Written instruction:
Copy verbatim the stretch of rows from the line containing "If you could segment every instance of the harbor" through the last line of the rows, including both ends.

## BEGIN

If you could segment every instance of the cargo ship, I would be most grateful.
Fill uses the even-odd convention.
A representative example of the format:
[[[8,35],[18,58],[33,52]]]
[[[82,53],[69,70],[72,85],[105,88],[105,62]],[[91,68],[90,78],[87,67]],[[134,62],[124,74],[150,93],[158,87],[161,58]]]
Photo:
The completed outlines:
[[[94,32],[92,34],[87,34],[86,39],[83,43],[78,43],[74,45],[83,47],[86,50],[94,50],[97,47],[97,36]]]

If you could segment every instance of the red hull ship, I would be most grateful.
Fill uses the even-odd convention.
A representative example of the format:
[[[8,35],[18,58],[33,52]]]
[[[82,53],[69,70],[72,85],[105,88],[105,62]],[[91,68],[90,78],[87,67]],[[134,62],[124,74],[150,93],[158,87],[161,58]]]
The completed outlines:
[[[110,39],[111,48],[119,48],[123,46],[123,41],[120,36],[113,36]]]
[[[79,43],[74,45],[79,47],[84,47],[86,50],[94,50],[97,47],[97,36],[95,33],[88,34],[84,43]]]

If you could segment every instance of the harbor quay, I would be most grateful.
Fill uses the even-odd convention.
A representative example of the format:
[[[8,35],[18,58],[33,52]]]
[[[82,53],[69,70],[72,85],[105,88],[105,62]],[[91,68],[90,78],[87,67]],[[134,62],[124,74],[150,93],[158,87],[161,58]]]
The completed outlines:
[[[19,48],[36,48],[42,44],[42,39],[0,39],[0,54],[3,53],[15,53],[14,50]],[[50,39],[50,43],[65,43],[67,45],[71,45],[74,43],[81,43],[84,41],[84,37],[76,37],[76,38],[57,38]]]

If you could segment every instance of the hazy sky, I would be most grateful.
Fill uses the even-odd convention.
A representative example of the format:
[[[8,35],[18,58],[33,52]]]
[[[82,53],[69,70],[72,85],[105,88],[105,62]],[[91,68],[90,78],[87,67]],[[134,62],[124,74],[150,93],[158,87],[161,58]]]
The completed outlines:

## END

Final result:
If you could segment every instance of the harbor quay, I would be most grateful.
Fill uses the even-odd convention.
A representative example of the format:
[[[8,35],[18,58],[33,52]]]
[[[82,53],[69,70],[72,85],[105,88],[105,62]],[[91,68],[90,78],[87,67]],[[134,62],[124,74],[150,93],[158,87],[161,58]]]
The completed outlines:
[[[19,48],[36,48],[42,44],[42,39],[0,39],[0,54],[3,53],[15,53],[14,50]],[[50,39],[50,43],[65,43],[67,45],[71,45],[74,43],[81,43],[84,41],[84,37],[76,37],[76,38],[57,38]]]

If you could segment every instance of the hazy sky, I would be most grateful.
Fill uses the even-odd convention.
A representative example of the format:
[[[8,35],[18,58],[33,52]]]
[[[82,53],[69,70],[72,85],[105,88],[105,62]],[[91,68],[90,78],[87,67]],[[134,62],[124,74],[150,93],[158,87],[161,58]]]
The completed outlines:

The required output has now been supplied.